Problem to work on:
Under this line are the records; write out word for word the part that begins at the line containing "box: [103, 40, 121, 45]" and ends at the line containing "43L117 42L116 45L120", and no more.

** Given information follows **

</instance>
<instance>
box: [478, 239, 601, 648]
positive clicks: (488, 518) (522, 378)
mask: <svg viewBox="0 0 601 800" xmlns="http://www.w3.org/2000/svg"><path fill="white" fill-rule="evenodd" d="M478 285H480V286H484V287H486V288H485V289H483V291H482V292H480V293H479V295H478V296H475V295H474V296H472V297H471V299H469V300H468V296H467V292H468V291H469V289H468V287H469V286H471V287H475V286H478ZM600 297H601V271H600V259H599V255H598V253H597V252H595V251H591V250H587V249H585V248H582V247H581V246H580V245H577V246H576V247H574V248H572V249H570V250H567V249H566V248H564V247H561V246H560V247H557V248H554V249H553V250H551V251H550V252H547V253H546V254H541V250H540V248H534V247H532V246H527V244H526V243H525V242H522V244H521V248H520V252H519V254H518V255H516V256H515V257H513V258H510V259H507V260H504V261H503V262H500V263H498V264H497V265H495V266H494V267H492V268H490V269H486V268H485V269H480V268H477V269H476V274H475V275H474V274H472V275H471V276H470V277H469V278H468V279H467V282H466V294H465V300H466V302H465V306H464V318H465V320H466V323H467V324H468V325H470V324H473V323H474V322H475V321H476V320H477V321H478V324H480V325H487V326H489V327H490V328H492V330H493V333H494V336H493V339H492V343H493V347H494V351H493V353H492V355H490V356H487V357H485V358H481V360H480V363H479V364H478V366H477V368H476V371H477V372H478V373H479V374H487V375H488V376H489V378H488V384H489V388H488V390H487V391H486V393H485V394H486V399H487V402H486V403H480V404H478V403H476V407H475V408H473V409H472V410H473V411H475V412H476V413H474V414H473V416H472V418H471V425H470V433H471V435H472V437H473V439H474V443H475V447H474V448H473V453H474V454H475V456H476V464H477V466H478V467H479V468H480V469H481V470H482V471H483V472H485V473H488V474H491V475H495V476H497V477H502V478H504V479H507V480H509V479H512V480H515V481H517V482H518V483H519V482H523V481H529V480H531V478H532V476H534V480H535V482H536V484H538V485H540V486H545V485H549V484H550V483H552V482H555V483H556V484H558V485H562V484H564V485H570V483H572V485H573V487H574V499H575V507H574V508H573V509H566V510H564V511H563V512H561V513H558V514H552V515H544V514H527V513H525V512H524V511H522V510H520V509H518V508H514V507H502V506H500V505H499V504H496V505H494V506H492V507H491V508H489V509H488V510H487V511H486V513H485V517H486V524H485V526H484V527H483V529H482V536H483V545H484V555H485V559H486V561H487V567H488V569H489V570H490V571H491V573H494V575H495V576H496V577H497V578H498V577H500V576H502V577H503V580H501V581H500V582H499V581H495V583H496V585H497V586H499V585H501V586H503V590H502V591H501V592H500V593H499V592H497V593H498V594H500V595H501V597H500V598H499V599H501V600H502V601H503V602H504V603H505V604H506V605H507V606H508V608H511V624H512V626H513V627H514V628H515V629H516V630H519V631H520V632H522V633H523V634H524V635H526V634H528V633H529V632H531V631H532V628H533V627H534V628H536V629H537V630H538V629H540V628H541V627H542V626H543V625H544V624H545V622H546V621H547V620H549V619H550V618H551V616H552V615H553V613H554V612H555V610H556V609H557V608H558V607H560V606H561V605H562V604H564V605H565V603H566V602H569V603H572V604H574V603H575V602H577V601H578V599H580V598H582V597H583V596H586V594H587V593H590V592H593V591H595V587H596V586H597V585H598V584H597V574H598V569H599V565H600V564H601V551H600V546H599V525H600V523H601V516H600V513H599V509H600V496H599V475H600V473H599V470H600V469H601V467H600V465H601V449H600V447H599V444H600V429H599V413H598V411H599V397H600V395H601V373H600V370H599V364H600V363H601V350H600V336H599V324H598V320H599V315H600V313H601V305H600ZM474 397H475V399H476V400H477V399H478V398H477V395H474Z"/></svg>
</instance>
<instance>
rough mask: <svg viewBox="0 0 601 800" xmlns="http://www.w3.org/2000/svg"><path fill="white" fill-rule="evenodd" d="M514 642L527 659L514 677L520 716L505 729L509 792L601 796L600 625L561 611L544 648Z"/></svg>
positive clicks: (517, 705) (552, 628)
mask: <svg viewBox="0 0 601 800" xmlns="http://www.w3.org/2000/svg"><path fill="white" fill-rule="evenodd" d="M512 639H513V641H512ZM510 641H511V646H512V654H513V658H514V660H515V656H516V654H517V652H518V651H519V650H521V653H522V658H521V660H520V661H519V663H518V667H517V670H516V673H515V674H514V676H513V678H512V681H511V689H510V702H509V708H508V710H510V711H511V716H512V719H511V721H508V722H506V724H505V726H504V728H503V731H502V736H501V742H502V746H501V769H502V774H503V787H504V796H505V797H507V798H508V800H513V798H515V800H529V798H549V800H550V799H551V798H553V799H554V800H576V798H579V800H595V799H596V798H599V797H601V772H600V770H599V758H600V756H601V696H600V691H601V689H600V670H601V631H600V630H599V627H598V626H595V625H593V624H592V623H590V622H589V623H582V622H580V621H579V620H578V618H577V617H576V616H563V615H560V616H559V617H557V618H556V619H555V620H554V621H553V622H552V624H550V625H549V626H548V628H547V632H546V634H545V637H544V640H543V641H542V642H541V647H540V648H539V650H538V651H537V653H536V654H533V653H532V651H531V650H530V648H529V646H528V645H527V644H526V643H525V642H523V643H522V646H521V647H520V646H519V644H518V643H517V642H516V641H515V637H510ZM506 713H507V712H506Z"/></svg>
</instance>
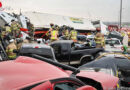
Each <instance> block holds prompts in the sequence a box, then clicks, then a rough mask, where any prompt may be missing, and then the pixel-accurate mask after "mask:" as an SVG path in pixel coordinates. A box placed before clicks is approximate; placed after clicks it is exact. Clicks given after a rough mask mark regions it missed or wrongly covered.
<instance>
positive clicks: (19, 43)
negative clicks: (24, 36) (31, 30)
mask: <svg viewBox="0 0 130 90" xmlns="http://www.w3.org/2000/svg"><path fill="white" fill-rule="evenodd" d="M22 42H23V40H22V39H21V38H17V39H16V46H17V50H19V49H20V48H21V46H22Z"/></svg>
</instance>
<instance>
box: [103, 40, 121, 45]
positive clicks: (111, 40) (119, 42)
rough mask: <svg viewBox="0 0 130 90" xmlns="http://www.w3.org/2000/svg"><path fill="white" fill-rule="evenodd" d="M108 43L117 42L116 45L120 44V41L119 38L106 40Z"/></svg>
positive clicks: (112, 43)
mask: <svg viewBox="0 0 130 90" xmlns="http://www.w3.org/2000/svg"><path fill="white" fill-rule="evenodd" d="M106 44H116V45H119V44H120V41H119V40H106Z"/></svg>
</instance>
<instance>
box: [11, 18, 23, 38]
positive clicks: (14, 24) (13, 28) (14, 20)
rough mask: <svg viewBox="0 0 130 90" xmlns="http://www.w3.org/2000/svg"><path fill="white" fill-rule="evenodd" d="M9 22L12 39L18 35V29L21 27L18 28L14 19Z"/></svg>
mask: <svg viewBox="0 0 130 90" xmlns="http://www.w3.org/2000/svg"><path fill="white" fill-rule="evenodd" d="M11 22H12V23H11V31H12V33H13V36H14V38H16V36H17V34H19V33H20V28H21V26H20V24H19V23H18V22H16V21H15V20H14V19H13V20H11Z"/></svg>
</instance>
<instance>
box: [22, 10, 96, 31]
mask: <svg viewBox="0 0 130 90" xmlns="http://www.w3.org/2000/svg"><path fill="white" fill-rule="evenodd" d="M23 15H25V16H26V17H28V18H29V19H30V21H31V22H32V23H33V24H34V27H46V28H49V27H50V23H54V24H57V25H59V26H62V25H67V26H71V27H74V28H75V29H79V30H96V29H95V27H94V26H93V25H92V23H91V22H90V21H89V20H87V19H84V18H75V17H68V16H61V15H54V14H47V13H39V12H24V13H23Z"/></svg>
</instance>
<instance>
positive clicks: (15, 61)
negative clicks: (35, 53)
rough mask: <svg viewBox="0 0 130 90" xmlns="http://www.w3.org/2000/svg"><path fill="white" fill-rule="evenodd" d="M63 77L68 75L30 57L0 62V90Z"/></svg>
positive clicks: (61, 77) (40, 61) (21, 57)
mask: <svg viewBox="0 0 130 90" xmlns="http://www.w3.org/2000/svg"><path fill="white" fill-rule="evenodd" d="M65 77H69V75H68V74H66V73H65V72H64V71H63V70H61V69H59V68H57V67H56V66H54V65H51V64H49V63H46V62H44V61H40V60H37V59H34V58H30V57H25V56H20V57H18V58H17V59H16V60H13V61H4V62H0V80H1V81H0V90H14V89H19V88H23V87H26V86H29V85H33V84H35V83H39V82H43V81H46V80H51V79H57V78H65Z"/></svg>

** End of Given information **

Expected answer:
box: [103, 40, 121, 45]
positive clicks: (111, 40) (119, 42)
rough mask: <svg viewBox="0 0 130 90" xmlns="http://www.w3.org/2000/svg"><path fill="white" fill-rule="evenodd" d="M108 43L117 42L116 45L120 44V41L119 38L106 40Z"/></svg>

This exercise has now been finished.